→ **Instructions to follow**:
Reproduce the records from the line with "target | bathroom light fixture" through the end of the records, substituting "mark" for every "dot" and keeping everything else the same. Omit the pictures.

→ **Information supplied**:
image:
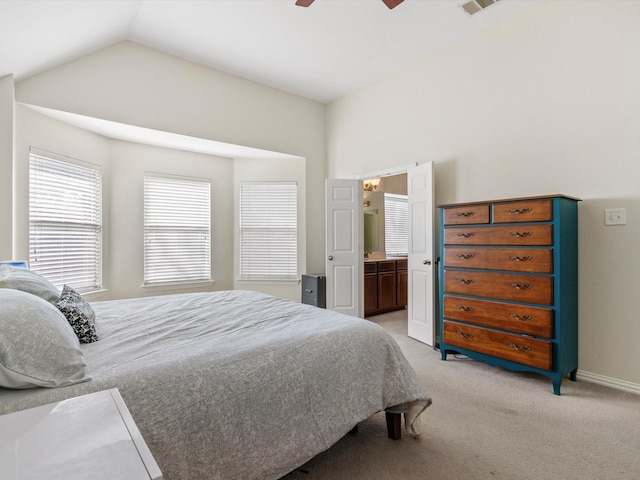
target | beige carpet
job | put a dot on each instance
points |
(489, 423)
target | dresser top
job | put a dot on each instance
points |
(503, 200)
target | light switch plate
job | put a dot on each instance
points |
(615, 216)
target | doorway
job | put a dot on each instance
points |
(345, 261)
(386, 247)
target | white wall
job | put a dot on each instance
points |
(139, 86)
(544, 102)
(6, 163)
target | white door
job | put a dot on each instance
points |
(345, 247)
(421, 263)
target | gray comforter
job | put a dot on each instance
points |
(237, 384)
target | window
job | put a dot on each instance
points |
(268, 231)
(396, 225)
(177, 230)
(65, 221)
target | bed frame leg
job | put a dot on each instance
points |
(394, 425)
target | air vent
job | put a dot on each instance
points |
(475, 6)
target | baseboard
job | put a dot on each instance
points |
(609, 382)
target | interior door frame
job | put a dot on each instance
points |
(404, 169)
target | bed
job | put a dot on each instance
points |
(238, 384)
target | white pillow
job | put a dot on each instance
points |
(38, 347)
(28, 281)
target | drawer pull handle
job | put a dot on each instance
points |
(463, 334)
(466, 214)
(522, 286)
(519, 211)
(521, 259)
(523, 348)
(464, 309)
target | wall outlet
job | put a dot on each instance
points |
(615, 216)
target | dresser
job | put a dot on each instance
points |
(509, 284)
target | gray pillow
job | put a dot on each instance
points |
(37, 345)
(79, 314)
(28, 281)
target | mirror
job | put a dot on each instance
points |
(373, 222)
(370, 231)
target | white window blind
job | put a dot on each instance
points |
(268, 231)
(65, 221)
(396, 224)
(177, 230)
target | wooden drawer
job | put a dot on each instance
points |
(503, 286)
(502, 235)
(517, 348)
(466, 215)
(387, 266)
(370, 267)
(534, 260)
(529, 211)
(506, 316)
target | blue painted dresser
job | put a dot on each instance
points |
(509, 284)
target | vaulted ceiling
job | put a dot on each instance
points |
(321, 52)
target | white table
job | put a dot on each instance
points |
(88, 437)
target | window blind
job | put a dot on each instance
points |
(396, 224)
(268, 231)
(65, 221)
(177, 230)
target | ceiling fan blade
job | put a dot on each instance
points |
(392, 3)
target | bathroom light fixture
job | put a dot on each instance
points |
(371, 184)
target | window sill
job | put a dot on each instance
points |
(267, 280)
(175, 285)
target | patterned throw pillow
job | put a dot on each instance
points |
(79, 314)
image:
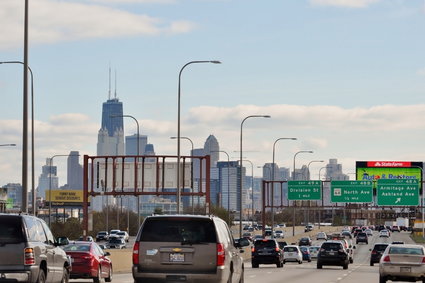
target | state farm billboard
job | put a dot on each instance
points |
(374, 170)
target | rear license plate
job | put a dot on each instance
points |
(176, 257)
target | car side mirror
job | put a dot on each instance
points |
(62, 241)
(242, 242)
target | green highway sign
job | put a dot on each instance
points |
(304, 190)
(352, 191)
(397, 192)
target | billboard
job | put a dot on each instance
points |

→ **Solution for this exercise**:
target | bathroom light fixture
job | put a mark on each instance
points |
(371, 184)
target | window sill
job | put a mark on each instance
points |
(267, 280)
(175, 285)
target | patterned throw pillow
job | put a mark on each instance
points |
(79, 314)
image:
target | state farm billboard
job | put a mark on each instance
points |
(374, 170)
target | rear license plate
job | put a mark on each instance
points |
(176, 257)
target | car side mirror
job | put a mark on each instance
points |
(62, 241)
(242, 242)
target | green highway sign
job | put a mark on each instance
points |
(304, 190)
(352, 191)
(397, 192)
target | billboard
job | put a mark on each instance
points |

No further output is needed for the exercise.